* **Reading text**:
((
Dong Jue ( 220s–260s), courtesy name Gongxi, was an official and military general of the state of Shu Han in the late Three Kingdoms period of China. He continued serving as an official in the state of Cao Wei, which conquered Shu Han in 263.

Life
Along with Fan Jian, Dong Jue served as a clerk and registrar under Zhuge Liang, the Imperial Chancellor of Shu, during the Southern Campaign and Northern Expeditions. After Zhuge Liang's death in 234, he was appointed as Supervisor of the Masters of Writing and later as the Prefect of the Masters of Writing in 258 to replace Chen Zhi. He was later promoted to General-in-Chief and Senior General Who Assists the State. The Shu emperor Liu Shan also enfeoffed him as the Marquis of Nan District.
))
* **Problem set**:
A. According to the biography of Dong Jue, whom did he replace as Prefect of the Masters of Writing in 258?
B. Write the next part of the Dong Jue biography, picking up after its final sentence.
The listing that follows has no connection to the text above it.

* **Records from a collection**:
((
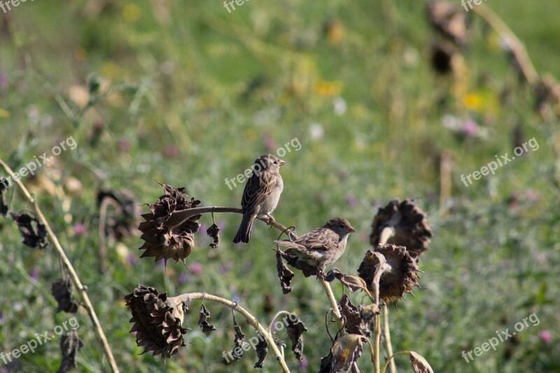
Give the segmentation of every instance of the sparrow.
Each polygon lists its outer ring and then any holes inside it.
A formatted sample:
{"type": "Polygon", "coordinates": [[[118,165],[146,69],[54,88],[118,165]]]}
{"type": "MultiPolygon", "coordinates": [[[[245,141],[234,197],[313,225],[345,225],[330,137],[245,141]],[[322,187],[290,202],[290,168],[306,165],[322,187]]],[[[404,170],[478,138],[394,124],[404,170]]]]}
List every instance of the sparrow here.
{"type": "Polygon", "coordinates": [[[325,269],[336,262],[344,252],[348,235],[355,232],[347,220],[335,218],[295,241],[274,242],[279,246],[288,248],[286,251],[287,254],[314,267],[318,276],[324,276],[325,269]]]}
{"type": "Polygon", "coordinates": [[[234,244],[248,243],[253,224],[258,217],[274,221],[270,214],[276,209],[284,189],[280,166],[285,163],[272,154],[265,154],[255,160],[253,174],[243,191],[241,200],[243,218],[233,239],[234,244]]]}

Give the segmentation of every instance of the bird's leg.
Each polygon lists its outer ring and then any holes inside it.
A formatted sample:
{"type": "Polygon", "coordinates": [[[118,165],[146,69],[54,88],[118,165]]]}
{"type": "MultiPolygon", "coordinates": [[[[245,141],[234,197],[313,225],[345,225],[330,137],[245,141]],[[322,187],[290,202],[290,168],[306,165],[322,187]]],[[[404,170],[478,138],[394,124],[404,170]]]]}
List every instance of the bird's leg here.
{"type": "Polygon", "coordinates": [[[326,274],[325,274],[325,271],[323,271],[322,269],[319,269],[318,268],[317,268],[317,279],[324,279],[325,276],[326,276],[326,274]]]}
{"type": "Polygon", "coordinates": [[[276,220],[274,220],[274,218],[272,215],[270,215],[270,213],[266,214],[266,217],[267,218],[267,220],[268,220],[267,222],[267,224],[268,224],[269,225],[272,225],[273,223],[276,223],[276,220]]]}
))
* **Exercise responses**:
A. Chen Zhi

B.
Dong Jue subsequently assisted the Shu general Jiang Wei in the defence of Jiange in 263. He also attempted to counsel Liu Shan, but was unable to mitigate the influence of the eunuch Huang Hao, whom Liu Shan trusted. Liu Shan ultimately relegated him to the task of book-keeping to reduce his interference in state affairs. After the fall of Shu, Dong Jue continued serving as an official in the Cao Wei state as a military adviser to the Chancellor of State and as a Regular Mounted Attendant.

See also
 Lists of people of the Three Kingdoms

References

 Chen, Shou (3rd century). Records of the Three Kingdoms (Sanguozhi).
 Pei, Songzhi (5th century). Annotations to Records of the Three Kingdoms (Sanguozhi zhu).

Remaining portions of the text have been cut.